# [Selected passage]
--- --- ---
Tuesday Poem: Helen Ivory - Nights in the Abandoned City

Dark comes home to the abandoned city
and heaves off its boots by the fire.
It is astonishing how weary the dark is from its work,
its commute through choking towns and encampments.

It talks to the flames of the things it has seen
of the stilled hearts it has held
between finger and thumb.
It unburdens itself of all human sorrow.

And the fire, pretending for now
it is a hearth at the centre of a church house,
listens like a priest and bites its own tongue,
imbues the parlour with cloying incense.

In the shadowplay, the dark is a plague doctor’s mask,
a bone-saw, a gathering of spat-out teeth.
Soon, fire will describe a still life of eyeglasses:
their tiny infinities – all their dashed lenses.

Copyright Helen Ivory, reproduced with permission,


  
Human beings have a strange fascination for abandoned habitations – lost Mayan cities, Aztec palaces, Egyptian cities made uninhabitable by drought, disease and changing political climates. In Italy, I used to spend hours exploring the ruined villages of the Alpi Apuane, abandoned during and after WW2. Some of the houses still contained rusting metal bedframes, chairs, cooking implements, rotting clothes. I felt like a ghost. Films of the abandoned towns of Chernobyl and Pripyat, death traps of nuclear radiation, are among the most watched items on YouTube.  You can even book tours of the surreal landscape if you go to Russia or the Ukraine.

Is it because this is one of our greatest subliminal fears?  The end of civilisation? That the structure that protects and shelters us could cease to function and revert to The Wild?  Chernobyl and Pripyat are inhabited by bears and foxes and other animals in a flourishing of wildlife no longer threatened by humans. The lost Italian villages are being reclaimed by the forest, colonised by wild boar, ghiri and pine martens.
--- --- ---
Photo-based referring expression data
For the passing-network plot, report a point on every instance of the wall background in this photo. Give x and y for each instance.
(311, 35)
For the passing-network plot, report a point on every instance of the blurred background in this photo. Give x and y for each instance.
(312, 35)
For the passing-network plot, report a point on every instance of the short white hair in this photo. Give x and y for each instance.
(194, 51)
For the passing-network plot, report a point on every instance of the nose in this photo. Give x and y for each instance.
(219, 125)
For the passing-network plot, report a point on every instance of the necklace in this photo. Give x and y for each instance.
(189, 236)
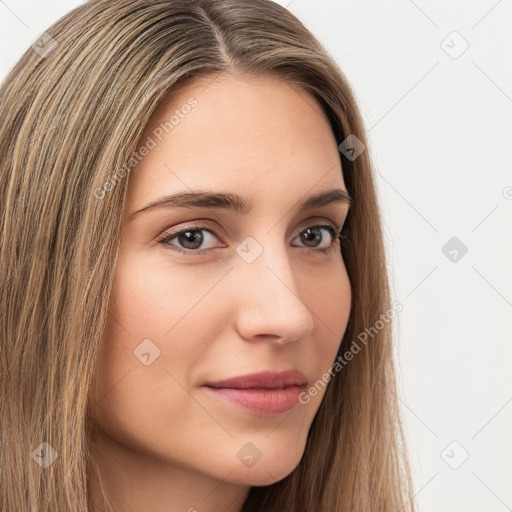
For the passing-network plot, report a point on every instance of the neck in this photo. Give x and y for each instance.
(136, 482)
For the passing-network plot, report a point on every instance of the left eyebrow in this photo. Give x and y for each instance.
(237, 203)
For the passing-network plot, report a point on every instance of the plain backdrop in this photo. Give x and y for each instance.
(434, 84)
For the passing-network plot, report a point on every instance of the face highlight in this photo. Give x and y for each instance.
(245, 278)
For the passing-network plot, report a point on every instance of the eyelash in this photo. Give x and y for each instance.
(336, 234)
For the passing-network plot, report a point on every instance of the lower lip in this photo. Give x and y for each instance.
(263, 402)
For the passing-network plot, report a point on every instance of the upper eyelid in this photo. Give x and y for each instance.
(204, 225)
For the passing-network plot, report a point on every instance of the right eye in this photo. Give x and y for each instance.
(190, 239)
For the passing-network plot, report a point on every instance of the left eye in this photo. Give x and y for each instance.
(191, 238)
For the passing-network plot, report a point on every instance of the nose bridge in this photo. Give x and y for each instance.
(269, 296)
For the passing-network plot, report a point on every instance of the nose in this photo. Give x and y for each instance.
(270, 305)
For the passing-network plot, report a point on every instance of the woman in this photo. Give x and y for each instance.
(194, 272)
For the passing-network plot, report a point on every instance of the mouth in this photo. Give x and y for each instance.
(264, 394)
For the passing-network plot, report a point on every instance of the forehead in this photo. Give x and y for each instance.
(258, 136)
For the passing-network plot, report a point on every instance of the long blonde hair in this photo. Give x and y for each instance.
(72, 116)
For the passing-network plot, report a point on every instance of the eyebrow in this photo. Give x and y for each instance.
(236, 203)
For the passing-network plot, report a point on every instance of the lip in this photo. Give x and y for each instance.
(265, 394)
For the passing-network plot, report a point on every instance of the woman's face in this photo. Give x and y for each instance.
(244, 289)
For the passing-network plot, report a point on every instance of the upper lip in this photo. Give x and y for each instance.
(266, 379)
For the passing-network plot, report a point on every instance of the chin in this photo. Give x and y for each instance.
(266, 471)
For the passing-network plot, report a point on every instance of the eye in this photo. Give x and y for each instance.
(313, 237)
(190, 238)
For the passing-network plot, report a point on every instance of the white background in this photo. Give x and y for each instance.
(440, 131)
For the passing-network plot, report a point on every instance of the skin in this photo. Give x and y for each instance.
(162, 443)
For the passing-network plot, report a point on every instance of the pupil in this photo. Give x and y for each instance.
(188, 237)
(314, 233)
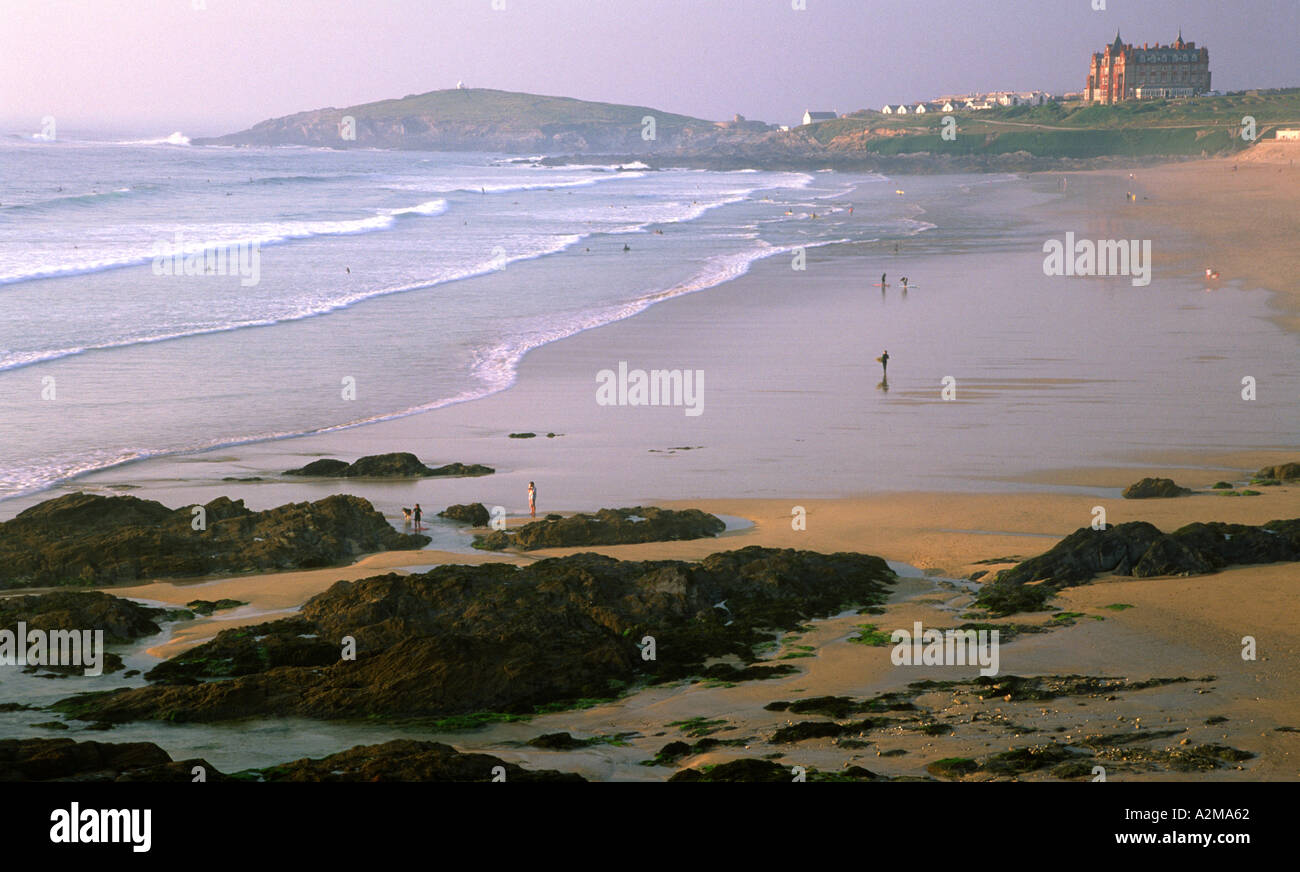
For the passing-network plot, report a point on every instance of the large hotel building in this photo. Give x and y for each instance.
(1144, 72)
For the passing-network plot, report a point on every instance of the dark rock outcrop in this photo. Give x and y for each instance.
(326, 467)
(498, 638)
(407, 760)
(64, 759)
(1153, 489)
(462, 469)
(1281, 472)
(85, 538)
(1140, 550)
(120, 619)
(386, 465)
(247, 650)
(208, 606)
(752, 769)
(472, 513)
(607, 526)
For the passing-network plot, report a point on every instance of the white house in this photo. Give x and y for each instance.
(813, 117)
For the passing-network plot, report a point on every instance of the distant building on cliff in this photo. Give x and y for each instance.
(1126, 72)
(813, 117)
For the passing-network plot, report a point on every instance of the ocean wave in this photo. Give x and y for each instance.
(495, 187)
(497, 367)
(213, 237)
(85, 198)
(172, 139)
(308, 309)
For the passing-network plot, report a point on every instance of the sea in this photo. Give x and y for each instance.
(160, 298)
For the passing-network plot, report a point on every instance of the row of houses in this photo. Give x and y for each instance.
(970, 102)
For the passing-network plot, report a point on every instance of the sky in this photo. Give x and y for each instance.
(212, 66)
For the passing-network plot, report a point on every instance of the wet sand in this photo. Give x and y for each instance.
(746, 465)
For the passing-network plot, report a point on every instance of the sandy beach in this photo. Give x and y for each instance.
(765, 447)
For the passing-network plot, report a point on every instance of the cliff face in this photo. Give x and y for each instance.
(481, 120)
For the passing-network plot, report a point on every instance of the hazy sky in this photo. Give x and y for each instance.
(163, 65)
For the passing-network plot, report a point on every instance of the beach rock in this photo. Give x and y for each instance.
(558, 742)
(324, 467)
(1138, 549)
(472, 513)
(750, 769)
(85, 538)
(607, 526)
(1281, 472)
(208, 606)
(246, 650)
(64, 759)
(497, 637)
(1153, 489)
(120, 619)
(386, 465)
(462, 471)
(109, 663)
(408, 760)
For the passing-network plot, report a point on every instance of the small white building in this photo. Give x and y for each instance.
(813, 117)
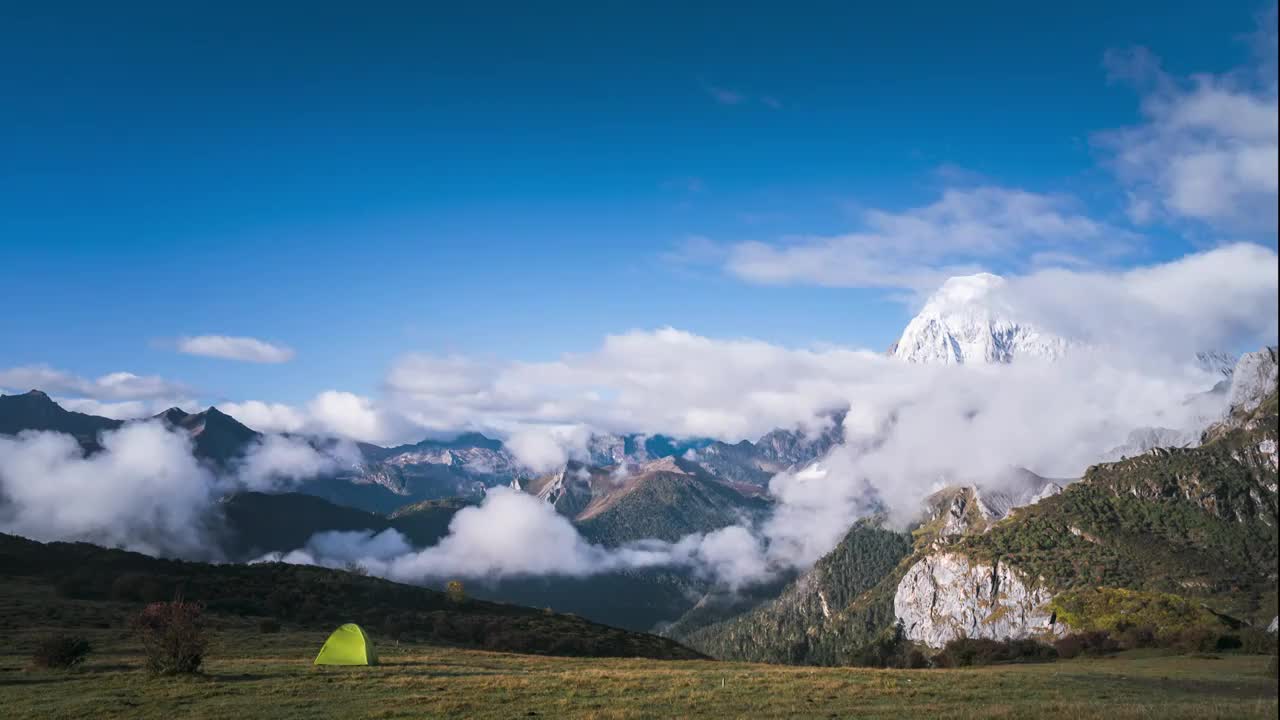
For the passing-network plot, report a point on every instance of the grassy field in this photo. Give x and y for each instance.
(270, 675)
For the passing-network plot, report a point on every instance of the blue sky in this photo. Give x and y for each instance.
(508, 183)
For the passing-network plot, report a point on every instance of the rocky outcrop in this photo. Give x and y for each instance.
(947, 596)
(1253, 379)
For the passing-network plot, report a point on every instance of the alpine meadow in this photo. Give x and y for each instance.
(640, 360)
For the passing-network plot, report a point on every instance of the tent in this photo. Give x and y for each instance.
(348, 645)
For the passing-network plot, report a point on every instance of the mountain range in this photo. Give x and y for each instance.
(1191, 527)
(1169, 513)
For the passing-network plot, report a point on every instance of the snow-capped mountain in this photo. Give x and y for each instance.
(967, 322)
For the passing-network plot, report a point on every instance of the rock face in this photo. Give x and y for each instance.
(967, 322)
(1253, 379)
(946, 596)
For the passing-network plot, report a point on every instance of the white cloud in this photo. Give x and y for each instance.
(278, 463)
(673, 382)
(513, 534)
(922, 246)
(245, 349)
(109, 387)
(330, 413)
(144, 492)
(544, 449)
(268, 417)
(1207, 150)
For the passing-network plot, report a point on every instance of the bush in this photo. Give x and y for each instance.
(1191, 639)
(963, 652)
(456, 591)
(1093, 643)
(1133, 637)
(1256, 641)
(60, 652)
(172, 636)
(917, 660)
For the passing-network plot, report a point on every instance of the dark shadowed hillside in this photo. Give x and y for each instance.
(309, 597)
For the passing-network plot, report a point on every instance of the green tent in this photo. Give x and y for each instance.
(348, 645)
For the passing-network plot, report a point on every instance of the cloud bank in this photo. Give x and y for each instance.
(922, 246)
(243, 349)
(145, 490)
(1207, 149)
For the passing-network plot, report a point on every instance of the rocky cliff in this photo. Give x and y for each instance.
(947, 596)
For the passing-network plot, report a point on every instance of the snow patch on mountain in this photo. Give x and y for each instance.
(967, 320)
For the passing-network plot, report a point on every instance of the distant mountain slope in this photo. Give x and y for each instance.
(311, 597)
(255, 524)
(666, 499)
(37, 411)
(824, 615)
(1197, 523)
(214, 434)
(967, 322)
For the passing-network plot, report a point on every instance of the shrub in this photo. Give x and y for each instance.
(1191, 639)
(60, 652)
(1134, 618)
(1132, 637)
(1092, 643)
(963, 652)
(172, 636)
(456, 591)
(915, 660)
(1256, 641)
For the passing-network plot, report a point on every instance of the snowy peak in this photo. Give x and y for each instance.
(967, 320)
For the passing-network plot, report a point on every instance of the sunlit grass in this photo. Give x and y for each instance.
(270, 675)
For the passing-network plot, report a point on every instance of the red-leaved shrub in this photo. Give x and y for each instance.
(173, 636)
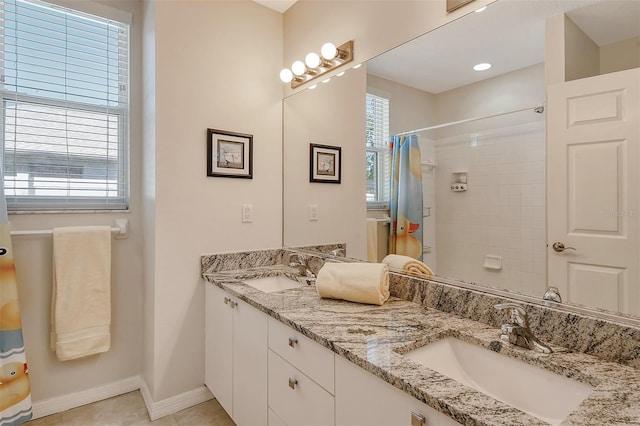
--- --- ---
# [Required work]
From the Tuesday Poem post, extract the passage from "It unburdens itself" up to and including "with cloying incense.".

# [Solved exercise]
It unburdens itself of all human sorrow.

And the fire, pretending for now
it is a hearth at the centre of a church house,
listens like a priest and bites its own tongue,
imbues the parlour with cloying incense.